Write out the records word for word.

■ Information shown
+-------+
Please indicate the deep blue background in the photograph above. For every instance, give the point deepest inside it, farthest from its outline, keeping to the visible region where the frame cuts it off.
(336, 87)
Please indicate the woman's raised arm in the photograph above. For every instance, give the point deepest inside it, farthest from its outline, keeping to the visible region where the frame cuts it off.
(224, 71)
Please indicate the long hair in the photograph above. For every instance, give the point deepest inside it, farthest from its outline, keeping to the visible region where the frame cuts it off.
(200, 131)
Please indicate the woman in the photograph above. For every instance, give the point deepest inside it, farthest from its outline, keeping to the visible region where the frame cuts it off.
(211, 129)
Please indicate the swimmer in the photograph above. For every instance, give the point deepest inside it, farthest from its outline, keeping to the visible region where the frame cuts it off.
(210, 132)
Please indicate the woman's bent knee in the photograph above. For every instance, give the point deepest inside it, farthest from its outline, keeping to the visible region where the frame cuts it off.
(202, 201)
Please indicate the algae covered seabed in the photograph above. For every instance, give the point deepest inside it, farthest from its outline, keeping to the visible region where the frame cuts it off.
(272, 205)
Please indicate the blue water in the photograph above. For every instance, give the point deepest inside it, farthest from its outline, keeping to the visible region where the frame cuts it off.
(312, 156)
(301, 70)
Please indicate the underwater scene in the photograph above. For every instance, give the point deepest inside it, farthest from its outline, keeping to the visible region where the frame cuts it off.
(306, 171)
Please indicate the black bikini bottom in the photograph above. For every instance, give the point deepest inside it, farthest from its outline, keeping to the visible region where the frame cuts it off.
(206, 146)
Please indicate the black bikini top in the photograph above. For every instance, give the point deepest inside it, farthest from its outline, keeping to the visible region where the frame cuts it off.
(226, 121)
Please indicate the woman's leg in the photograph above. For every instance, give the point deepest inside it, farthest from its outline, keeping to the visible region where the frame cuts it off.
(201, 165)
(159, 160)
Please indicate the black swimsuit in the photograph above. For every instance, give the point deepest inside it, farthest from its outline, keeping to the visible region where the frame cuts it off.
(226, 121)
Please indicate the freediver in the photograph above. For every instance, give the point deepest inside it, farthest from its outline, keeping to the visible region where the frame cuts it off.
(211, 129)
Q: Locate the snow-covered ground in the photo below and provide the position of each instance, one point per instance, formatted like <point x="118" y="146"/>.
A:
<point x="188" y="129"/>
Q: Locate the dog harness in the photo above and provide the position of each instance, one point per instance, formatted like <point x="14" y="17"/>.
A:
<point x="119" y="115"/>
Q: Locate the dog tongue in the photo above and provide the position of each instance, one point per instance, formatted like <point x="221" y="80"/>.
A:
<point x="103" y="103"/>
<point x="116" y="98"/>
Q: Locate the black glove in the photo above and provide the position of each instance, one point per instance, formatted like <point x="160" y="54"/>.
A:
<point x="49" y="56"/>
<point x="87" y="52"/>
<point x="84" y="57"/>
+-------+
■ Completed task
Please indicate the deep blue background in the photograph above. For every instance, give the point deepest inside it, farthest from its outline, keeping to the visible region where the frame cuts it off.
(336, 87)
Please indicate the woman's raised arm in the photograph above. For every instance, give the point deepest inside it, farthest from its outline, keeping to the visible region where the frame cuts it off.
(224, 71)
Please indicate the long hair in the photograph above. For every instance, give the point deepest inside it, farthest from its outline, keeping to the visible region where the frame cuts it off.
(200, 131)
Please indicate the woman in the photograph above. For every instance, give the point deepest inside it, farthest from its outline, keeping to the visible region where the frame cuts it off.
(211, 129)
Please indicate the swimmer in the photograph above. For every instance, give the point deepest inside it, farthest from its outline, keeping to the visible region where the frame cuts it off.
(210, 132)
Please indicate the woman's bent knee in the photograph above. For every instance, give the point deepest inside it, farthest from its outline, keeping to the visible region where the frame cuts it off.
(202, 201)
Please indicate the algae covered seabed in the photograph above. For every instance, give the point deepest inside it, farthest from its outline, keeping to the visible region where the frame cuts it off.
(272, 205)
Please indicate the blue water in the photograph above. For every instance, give the point deepest inside it, farthest from its outline, keeping to the visible region where the frame cuts it off.
(312, 156)
(301, 70)
Please indicate the underwater scene in the photograph above. For every instance, give the point deepest inside it, farthest from its outline, keeping to the visible region where the frame cuts it off.
(306, 171)
Please indicate the black bikini bottom in the photograph above. For every instance, give the point deepest inside it, farthest from its outline, keeping to the visible region where the frame cuts it off.
(206, 146)
Please indicate the black bikini top in the photograph above. For every instance, give the point deepest inside it, farthest from its outline, keeping to the visible region where the frame cuts it off.
(226, 121)
Please indicate the woman's leg in the photograph above. For every instance, give the point deepest inside it, farthest from its outline, keeping to the visible region where the frame cuts it off.
(201, 165)
(159, 160)
Please indicate the black swimsuit in the photograph above. For every instance, give the point deepest inside it, farthest from its outline, keeping to the visible region where the frame cuts it off.
(226, 121)
Please indicate the freediver in the photograph above. For every instance, give the point deepest inside it, farthest from its outline, keeping to the visible region where the frame cuts it off.
(211, 129)
Q: Locate the snow-covered ground in the photo below and provide the position of each instance, one point per instance, formatted like <point x="118" y="146"/>.
A:
<point x="188" y="129"/>
Q: Locate the dog harness in the photo above and provide the position of each instance, one point per instance, formatted like <point x="14" y="17"/>.
A:
<point x="119" y="115"/>
Q: Locate the dog tongue in the photo above and provide the position of each instance, one point per instance, formatted like <point x="221" y="80"/>.
A:
<point x="103" y="103"/>
<point x="116" y="98"/>
Q: Locate the black glove in the photo above and provide the position of each instance, one point per instance, formatted like <point x="160" y="54"/>.
A:
<point x="49" y="56"/>
<point x="87" y="52"/>
<point x="84" y="57"/>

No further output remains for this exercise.